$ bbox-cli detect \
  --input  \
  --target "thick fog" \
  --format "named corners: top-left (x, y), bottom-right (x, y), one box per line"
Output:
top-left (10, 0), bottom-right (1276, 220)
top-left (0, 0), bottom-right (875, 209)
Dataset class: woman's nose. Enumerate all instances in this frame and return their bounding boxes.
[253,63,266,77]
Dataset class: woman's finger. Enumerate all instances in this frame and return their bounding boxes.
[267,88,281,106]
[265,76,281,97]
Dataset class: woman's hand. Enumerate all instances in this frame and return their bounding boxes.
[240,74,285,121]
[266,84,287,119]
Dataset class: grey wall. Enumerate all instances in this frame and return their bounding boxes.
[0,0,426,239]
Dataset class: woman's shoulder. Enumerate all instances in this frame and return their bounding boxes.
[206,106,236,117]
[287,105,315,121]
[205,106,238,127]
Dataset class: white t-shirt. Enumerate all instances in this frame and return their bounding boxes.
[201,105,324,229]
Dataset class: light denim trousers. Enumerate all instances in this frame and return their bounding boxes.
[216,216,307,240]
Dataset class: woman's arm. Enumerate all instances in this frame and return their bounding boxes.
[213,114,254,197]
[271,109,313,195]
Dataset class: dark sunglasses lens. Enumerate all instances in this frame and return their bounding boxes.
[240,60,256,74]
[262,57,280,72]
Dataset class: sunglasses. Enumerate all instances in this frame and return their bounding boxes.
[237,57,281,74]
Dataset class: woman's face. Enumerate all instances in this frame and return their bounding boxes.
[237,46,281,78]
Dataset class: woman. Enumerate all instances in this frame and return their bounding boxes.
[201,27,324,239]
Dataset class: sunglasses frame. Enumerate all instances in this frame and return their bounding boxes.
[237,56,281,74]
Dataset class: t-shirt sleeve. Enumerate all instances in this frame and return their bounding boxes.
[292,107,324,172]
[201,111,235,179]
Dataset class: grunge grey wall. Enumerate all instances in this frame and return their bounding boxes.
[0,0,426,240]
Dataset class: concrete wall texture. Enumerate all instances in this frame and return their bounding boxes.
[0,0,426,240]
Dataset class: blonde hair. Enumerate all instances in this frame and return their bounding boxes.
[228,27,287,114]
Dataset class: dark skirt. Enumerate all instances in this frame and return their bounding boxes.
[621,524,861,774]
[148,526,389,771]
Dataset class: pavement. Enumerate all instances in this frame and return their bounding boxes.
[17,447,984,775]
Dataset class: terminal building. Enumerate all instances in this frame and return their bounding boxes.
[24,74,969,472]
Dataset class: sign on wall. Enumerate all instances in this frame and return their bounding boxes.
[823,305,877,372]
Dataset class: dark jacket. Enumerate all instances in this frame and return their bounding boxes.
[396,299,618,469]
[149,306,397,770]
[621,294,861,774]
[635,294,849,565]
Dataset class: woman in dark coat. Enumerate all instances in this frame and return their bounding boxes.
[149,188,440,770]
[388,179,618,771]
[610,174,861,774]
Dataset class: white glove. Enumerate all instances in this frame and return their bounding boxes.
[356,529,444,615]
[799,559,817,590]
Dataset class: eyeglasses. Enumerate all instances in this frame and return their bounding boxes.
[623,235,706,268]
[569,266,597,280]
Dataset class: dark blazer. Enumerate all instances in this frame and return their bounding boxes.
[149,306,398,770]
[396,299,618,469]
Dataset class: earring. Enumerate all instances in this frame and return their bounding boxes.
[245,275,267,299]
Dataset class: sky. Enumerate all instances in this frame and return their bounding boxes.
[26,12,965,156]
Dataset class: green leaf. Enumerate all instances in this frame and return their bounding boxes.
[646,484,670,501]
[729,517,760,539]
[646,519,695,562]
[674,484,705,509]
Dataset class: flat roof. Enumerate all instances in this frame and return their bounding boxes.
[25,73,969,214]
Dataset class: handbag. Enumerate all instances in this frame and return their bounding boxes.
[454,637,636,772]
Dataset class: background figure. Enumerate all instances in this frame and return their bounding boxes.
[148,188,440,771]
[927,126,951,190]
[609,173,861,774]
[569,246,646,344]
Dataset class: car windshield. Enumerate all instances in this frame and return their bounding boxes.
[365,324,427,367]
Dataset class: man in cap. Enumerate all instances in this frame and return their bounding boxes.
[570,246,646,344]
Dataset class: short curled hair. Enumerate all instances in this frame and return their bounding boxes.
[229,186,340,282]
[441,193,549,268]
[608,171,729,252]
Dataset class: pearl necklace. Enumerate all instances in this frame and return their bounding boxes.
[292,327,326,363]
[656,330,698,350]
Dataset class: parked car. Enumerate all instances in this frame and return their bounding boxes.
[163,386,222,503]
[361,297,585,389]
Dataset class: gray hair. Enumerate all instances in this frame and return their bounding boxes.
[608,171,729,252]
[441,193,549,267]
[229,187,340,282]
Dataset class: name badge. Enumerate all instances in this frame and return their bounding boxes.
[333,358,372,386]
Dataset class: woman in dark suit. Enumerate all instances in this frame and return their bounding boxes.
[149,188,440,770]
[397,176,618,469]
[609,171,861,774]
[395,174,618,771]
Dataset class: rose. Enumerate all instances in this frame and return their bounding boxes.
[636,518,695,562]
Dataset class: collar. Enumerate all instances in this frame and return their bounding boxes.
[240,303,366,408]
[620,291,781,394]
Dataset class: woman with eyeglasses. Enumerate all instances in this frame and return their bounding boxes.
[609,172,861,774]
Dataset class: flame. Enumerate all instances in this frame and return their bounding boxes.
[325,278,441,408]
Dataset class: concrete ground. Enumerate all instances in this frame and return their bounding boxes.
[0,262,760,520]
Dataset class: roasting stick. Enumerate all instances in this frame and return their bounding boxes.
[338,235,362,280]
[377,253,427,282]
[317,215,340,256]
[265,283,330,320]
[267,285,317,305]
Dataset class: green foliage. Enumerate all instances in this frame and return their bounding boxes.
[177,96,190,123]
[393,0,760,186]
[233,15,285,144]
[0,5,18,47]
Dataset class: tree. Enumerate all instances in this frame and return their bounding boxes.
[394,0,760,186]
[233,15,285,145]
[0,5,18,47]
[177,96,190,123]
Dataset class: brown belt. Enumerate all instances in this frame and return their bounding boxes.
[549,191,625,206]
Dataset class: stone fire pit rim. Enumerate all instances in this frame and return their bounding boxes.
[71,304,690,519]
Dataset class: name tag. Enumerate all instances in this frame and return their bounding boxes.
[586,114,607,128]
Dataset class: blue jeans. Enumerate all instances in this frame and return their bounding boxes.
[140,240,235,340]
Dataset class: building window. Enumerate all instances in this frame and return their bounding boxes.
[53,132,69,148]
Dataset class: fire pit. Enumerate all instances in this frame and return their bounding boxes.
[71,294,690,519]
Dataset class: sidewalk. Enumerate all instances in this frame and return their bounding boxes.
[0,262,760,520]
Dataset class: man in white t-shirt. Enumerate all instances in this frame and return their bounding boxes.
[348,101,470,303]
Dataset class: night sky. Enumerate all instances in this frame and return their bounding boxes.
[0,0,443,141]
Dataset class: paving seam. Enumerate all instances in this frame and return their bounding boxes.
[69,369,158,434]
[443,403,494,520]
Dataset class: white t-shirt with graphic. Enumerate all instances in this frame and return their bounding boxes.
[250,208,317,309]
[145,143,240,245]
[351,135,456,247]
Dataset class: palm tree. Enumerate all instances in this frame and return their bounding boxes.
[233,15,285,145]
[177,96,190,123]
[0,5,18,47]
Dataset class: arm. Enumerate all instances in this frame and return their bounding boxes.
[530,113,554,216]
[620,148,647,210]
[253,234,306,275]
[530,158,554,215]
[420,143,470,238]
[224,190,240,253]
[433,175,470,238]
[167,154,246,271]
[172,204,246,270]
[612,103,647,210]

__DO THIS__. Format all the lines of the data above as a numbered list, leaving out any blank lines.

__EXERCISE ANSWER__.
1. $ bbox-cli detect \
2.   --input  \
3.   --target "thick fog" \
4.   --format "named corners: top-left (x, y), bottom-right (x, y), one box per line"
5. Output:
6. top-left (10, 0), bottom-right (1276, 220)
7. top-left (0, 0), bottom-right (875, 209)
8. Dataset class: woman's nose. Enumerate all instances in this frame and return their bounding boxes.
9. [253,63,266,77]
10. Dataset class: woman's finger. Enumerate all instances in this frame and return their bounding boxes.
11. [267,88,281,106]
12. [265,76,281,97]
13. Dataset class: woman's hand. Enumerate all instances in this frame and return their bounding boxes.
14. [240,74,285,121]
15. [266,84,287,119]
16. Dataset class: grey wall. Enumerate all instances in this frame and return their bounding boxes.
17. [0,0,426,239]
18. Dataset class: woman's shoulder. Enumerate all instances in this frame and return their bounding boxes.
19. [206,106,236,117]
20. [287,105,315,121]
21. [205,106,238,127]
22. Dataset class: white t-shirt. Enumerate all instances in this frame and return their bounding boxes.
23. [201,105,324,229]
24. Dataset class: light denim trousers. Enumerate all instances in this frame and return their bounding boxes.
25. [216,216,307,240]
26. Dataset class: woman's arm. Enumerate all instances in this frame and return their bounding boxes.
27. [213,114,254,197]
28. [271,109,313,195]
29. Dataset class: dark sunglasses lens. Enumerate all instances in this frame and return their bounding boxes.
30. [240,60,256,74]
31. [262,57,280,72]
32. Dataset class: sunglasses. Enumerate all instances in this frame and return their bounding boxes.
33. [237,57,281,74]
34. Dataset class: woman's face. Enumerate all instances in this frame and return their bounding boxes.
35. [237,46,281,78]
36. Dataset class: woman. Enumerate all instances in this frame and return their bounding boxes.
37. [201,27,324,239]
38. Dataset class: sunglasses frame. Enumerate all instances in this frame and return their bounding boxes.
39. [237,56,281,74]
40. Dataset class: t-shirt sleeve. Enumerate all instances in this frame and return their bounding boxes.
41. [292,107,324,172]
42. [201,111,235,179]
43. Dataset class: grunge grey wall. Enumerate all instances in this frame and return their bounding boxes.
44. [0,0,426,240]
45. Dataset class: concrete wall texture. Enumerate all instances in this frame and return their bounding boxes.
46. [0,0,426,240]
47. Dataset class: blonde hair. Enumerate all instances in this frame and return their bounding boxes.
48. [228,27,287,114]
49. Dataset class: dark skirt. Enumerate all instances in this frame and return their bounding boxes.
50. [621,524,861,774]
51. [148,526,389,771]
52. Dataset class: pavement. Enumerate all instances in this frame and return their bounding boxes.
53. [17,447,984,775]
54. Dataset class: terminal building. Enumerate all instances in this frame and return their bounding boxes.
55. [24,74,969,472]
56. Dataset class: sign on wall. Enumerate all instances in this frame and return their bounding boxes.
57. [823,305,877,372]
58. Dataset class: dark jacket. Enumerate all instances in this frame and return their bounding boxes.
59. [396,299,618,469]
60. [149,306,397,770]
61. [621,294,861,774]
62. [635,294,849,565]
63. Dataset class: woman in dark coat. Enumerate all instances in this frame and return their bounding boxes.
64. [149,188,440,770]
65. [388,179,618,771]
66. [610,174,861,774]
67. Dataset class: white glove. Enumerate all instances in this frame and return their bounding boxes.
68. [356,529,444,615]
69. [799,559,817,590]
70. Dataset class: eyeglasses. Enumerate all instances in this frame and return their bounding boxes.
71. [623,235,706,268]
72. [569,266,597,280]
73. Dataset class: dark blazer. Enumerate all instances in this frame and return their bounding boxes.
74. [149,306,398,770]
75. [396,299,618,469]
76. Dataset class: earring. Enumerate all instances in this frame and return their bounding boxes.
77. [245,275,267,299]
78. Dataset class: sky. Enumerate all instances in this frame and return their bounding boxes.
79. [26,12,965,156]
80. Dataset class: green leaf. Enumerate all instances in this frame and return their bounding boxes.
81. [646,484,670,501]
82. [729,517,760,539]
83. [646,519,695,562]
84. [674,484,705,509]
85. Dataset class: flat roof. Enumerate all instances in this frame and return their bounding boxes.
86. [25,73,969,214]
87. Dataset class: handbag. Enumerate all instances in this frame and return their bounding boxes.
88. [454,637,636,772]
89. Dataset class: background figure. Enumerate all instances in this frame and return their bounding boxes.
90. [148,188,440,771]
91. [927,126,951,190]
92. [609,173,861,774]
93. [569,246,646,344]
94. Dataset class: car windshield. Enumerate all instances in this frame and return their bounding boxes.
95. [365,324,427,367]
96. Dataset class: man in cap. Enumerate all instances in this frame and return their bounding boxes.
97. [570,246,646,344]
98. Dataset class: short curled hair. Enumerate all instances in this frame and return their bounding boxes.
99. [229,186,340,282]
100. [441,193,549,268]
101. [608,171,729,252]
102. Dataset class: pearl necklace. Enumerate all instances in this frame and return their bounding boxes.
103. [292,327,326,363]
104. [656,330,698,350]
105. Dataset class: parked car. Enumerate all instances in this frame and return their bounding boxes.
106. [163,386,222,503]
107. [361,297,585,389]
108. Dataset class: gray hair. Enumerate all instances in this frame and return their bounding boxes.
109. [608,171,729,252]
110. [441,193,549,267]
111. [229,187,340,282]
112. Dataset class: name badge. Enumerate all instances in this frame and return their bounding boxes.
113. [333,358,372,386]
114. Dataset class: woman in dark suit. Enumerate all instances in this frame and return their bounding boxes.
115. [149,188,440,770]
116. [397,176,618,469]
117. [609,171,861,774]
118. [395,174,618,771]
119. Dataset class: rose. Enumerate all instances in this frame and return their bounding boxes.
120. [636,518,695,562]
121. Dataset class: collar. Enumerate all instances in this frame and return their bounding boxes.
122. [240,303,366,408]
123. [620,291,781,394]
124. Dataset class: woman with eyeglasses. Enumerate all instances in this frame and return their bounding boxes.
125. [609,172,861,774]
126. Dataset class: flame. Enumerate all instances in this frame and return their bounding boxes.
127. [325,278,441,408]
128. Dataset class: concrete ground. Enumerate all instances in this frame and return their bounding boxes.
129. [0,262,760,520]
130. Dataset class: roasting stick. Enumerate all instances in this frame and return their bounding boxes.
131. [338,235,362,280]
132. [377,253,427,282]
133. [317,215,340,256]
134. [265,283,330,320]
135. [267,285,317,305]
136. Dataset class: green foliage. Enumerate all instances in this frame and return their bounding boxes.
137. [177,96,190,123]
138. [393,0,760,186]
139. [233,15,285,144]
140. [0,5,18,47]
141. Dataset class: tree. Enumerate all instances in this frame and return their bounding boxes.
142. [394,0,760,186]
143. [233,15,285,145]
144. [0,5,18,47]
145. [177,96,190,123]
146. Dataset class: brown belt. Enumerate all instances in this frame and return their bounding boxes.
147. [549,191,625,206]
148. Dataset class: stone fire pit rim. Enumerate all instances in this frame and return their bounding boxes.
149. [71,304,690,519]
150. Dataset class: name tag. Enumerate all instances in this frame and return their bounding boxes.
151. [586,114,607,128]
152. Dataset class: blue jeans. Enumerate all instances in this frame and return their bounding boxes.
153. [140,240,235,340]
154. Dataset class: building window. Enumerate all instances in this frame and return their bounding boxes.
155. [53,132,69,148]
156. Dataset class: fire pit. Enumerate all instances in this frame and return their bounding boxes.
157. [71,294,690,519]
158. Dataset class: sidewalk. Enumerate all instances in this frame and return their bounding boxes.
159. [0,262,760,520]
160. Dataset class: man in white t-shirt. Enumerate all instances in this frame and return their bounding boxes.
161. [348,101,470,303]
162. Dataset class: night sky. Enumerate all instances in this frame and return their bounding boxes.
163. [0,0,443,141]
164. Dataset class: paving seam. Enumerate all instances in this frame and return their bounding boxes.
165. [69,369,158,434]
166. [443,403,494,520]
167. Dataset class: white t-shirt with graphic. Enumerate all instances in this frame and return their bounding boxes.
168. [250,208,317,309]
169. [145,143,240,245]
170. [351,135,456,247]
171. Dataset class: palm tree. Enumerate all instances in this frame and return their bounding boxes.
172. [233,15,285,145]
173. [177,96,190,123]
174. [0,5,18,47]
175. Dataset class: arm. Enumerate all instances in this frame and return their bounding boxes.
176. [530,113,554,216]
177. [620,148,647,210]
178. [253,234,306,275]
179. [530,158,554,215]
180. [420,143,470,238]
181. [224,190,240,253]
182. [433,175,470,238]
183. [167,154,246,271]
184. [172,204,246,270]
185. [612,103,647,210]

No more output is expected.